June 2007 — Volume 11, Number 1
Perspectives on Community College ESL Series Volume 1:
|Marilyn Spaventa, Ed. (2006)
|Alexandria, VA: TESOL, Inc.
|Pp. vi + 242
|£ $37.50 U.S.
Perhaps Perspectives on Community College ESL, this series’ title, is its weakest aspect, or at least the weakest of the compilation under review here. It simply does not do justice to the outstanding collection of chapters in this book that collectively provide an overview of the dynamic scope of ESL education occurring in community colleges around the world. For educators at any level interested in tapping into a wealth of creative ideas to inspire themselves or to use as models, Volume 1, in what is slated to be a three-part series, offers a substantial amount of intellectual stimulation. This four-part text covers Pedagogy (Part 1), Programs (Part 2), Curricula (Part 3), and Assessment (Part 4).
To my mind, Pedagogy contains both the most sophisticated and theoretical topics (a college/museum collaboration and a post-critical approach to language learning). Moreover, while these first two chapters of Part 1 are quite powerful and invigorating, they may also be the two chapters least likely to be duplicated by those teaching in community colleges where fighting to keep up with the significant workload limits the number or kind of ambitious projects one can undertake. However, the topics are quite sexy and were undoubtedly chosen as lead-off chapters based on their ability to raise the general opinion and profile of community college ESL programs and their faculty (in other words, their innovation and sophistication would make them appropriate for four-year as well as community college settings).
Though the volume starts out with an inspiring article about how a community college/museum collaboration transformed the pedagogical perspective of many faculty, the scale of such a project might dwarf those collaborative projects planned or previously executed by the average community college ESL instructor. While the authors convey contagious enthusiasm in their descriptions of how faculty from Montgomery College (Rockville, Maryland) engaged in a series of seminars with professionals from the Smithsonian Institution, many readers may ultimately be slightly depressed by the narrative of such a major undertaking that is beyond the resources of most cc’s. After the faculty’s orienting seminars, students were taken on one or more visits to the museum where they began work on projects associated with specific exhibits and were guided towards expanding their ability to analyze and critique the world around them. Though the authors promote the viability for other community colleges of similar projects with local institutions, such a project unquestionably requires a great deal of time and institutional support. Nonetheless, through its discussion of the mediation of culture and knowledge, the article certainly helps generate ideas that readers could adapt and adopt in their own classrooms.

****************************************

- _DIRECTIVE_
Repeat the book review word for word, starting at "June 2007 —" and stopping after "Assessment (Part 4).".

****************************************

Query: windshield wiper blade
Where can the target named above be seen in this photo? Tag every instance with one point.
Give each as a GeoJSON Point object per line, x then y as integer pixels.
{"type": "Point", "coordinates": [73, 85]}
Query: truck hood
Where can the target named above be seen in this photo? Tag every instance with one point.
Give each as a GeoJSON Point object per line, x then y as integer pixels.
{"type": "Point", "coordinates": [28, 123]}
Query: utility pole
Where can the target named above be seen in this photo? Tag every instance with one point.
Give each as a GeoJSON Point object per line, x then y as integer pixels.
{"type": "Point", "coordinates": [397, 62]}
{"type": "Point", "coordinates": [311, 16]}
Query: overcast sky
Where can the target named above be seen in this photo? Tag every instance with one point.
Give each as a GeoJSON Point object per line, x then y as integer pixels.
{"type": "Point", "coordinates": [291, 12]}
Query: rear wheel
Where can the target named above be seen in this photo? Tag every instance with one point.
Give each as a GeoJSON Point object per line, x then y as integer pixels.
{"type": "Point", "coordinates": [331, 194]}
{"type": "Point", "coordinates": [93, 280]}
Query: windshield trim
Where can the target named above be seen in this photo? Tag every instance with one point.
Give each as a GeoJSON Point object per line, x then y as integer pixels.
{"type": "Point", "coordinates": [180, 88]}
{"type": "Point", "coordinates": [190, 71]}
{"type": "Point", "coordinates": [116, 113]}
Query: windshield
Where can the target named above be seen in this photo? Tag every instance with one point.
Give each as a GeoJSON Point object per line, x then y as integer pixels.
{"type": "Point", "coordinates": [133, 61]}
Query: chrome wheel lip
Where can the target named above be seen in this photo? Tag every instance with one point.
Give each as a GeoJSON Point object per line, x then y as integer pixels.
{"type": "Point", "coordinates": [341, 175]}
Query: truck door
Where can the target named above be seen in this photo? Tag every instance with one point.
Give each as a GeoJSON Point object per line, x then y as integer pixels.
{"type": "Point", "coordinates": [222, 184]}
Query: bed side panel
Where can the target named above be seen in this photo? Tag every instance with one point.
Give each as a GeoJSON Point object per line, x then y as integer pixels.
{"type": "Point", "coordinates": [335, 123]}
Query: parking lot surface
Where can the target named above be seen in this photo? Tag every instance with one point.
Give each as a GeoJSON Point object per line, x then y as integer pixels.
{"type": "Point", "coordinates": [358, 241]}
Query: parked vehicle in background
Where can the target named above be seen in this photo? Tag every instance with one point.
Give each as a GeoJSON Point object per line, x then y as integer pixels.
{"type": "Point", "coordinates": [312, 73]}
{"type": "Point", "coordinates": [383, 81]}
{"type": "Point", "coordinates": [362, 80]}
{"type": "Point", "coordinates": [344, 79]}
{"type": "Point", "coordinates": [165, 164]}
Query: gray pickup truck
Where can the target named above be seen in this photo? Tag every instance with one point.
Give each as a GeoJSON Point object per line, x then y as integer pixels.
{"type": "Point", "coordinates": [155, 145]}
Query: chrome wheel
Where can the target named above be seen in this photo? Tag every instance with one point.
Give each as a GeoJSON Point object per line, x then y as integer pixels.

****************************************

- _ANSWER BELOW_
June 2007 — Volume 11, Number 1
Perspectives on Community College ESL Series Volume 1:
|Marilyn Spaventa, Ed. (2006)
|Alexandria, VA: TESOL, Inc.
|Pp. vi + 242
|£ $37.50 U.S.
Perhaps Perspectives on Community College ESL, this series’ title, is its weakest aspect, or at least the weakest of the compilation under review here. It simply does not do justice to the outstanding collection of chapters in this book that collectively provide an overview of the dynamic scope of ESL education occurring in community colleges around the world. For educators at any level interested in tapping into a wealth of creative ideas to inspire themselves or to use as models, Volume 1, in what is slated to be a three-part series, offers a substantial amount of intellectual stimulation. This four-part text covers Pedagogy (Part 1), Programs (Part 2), Curricula (Part 3), and Assessment (Part 4).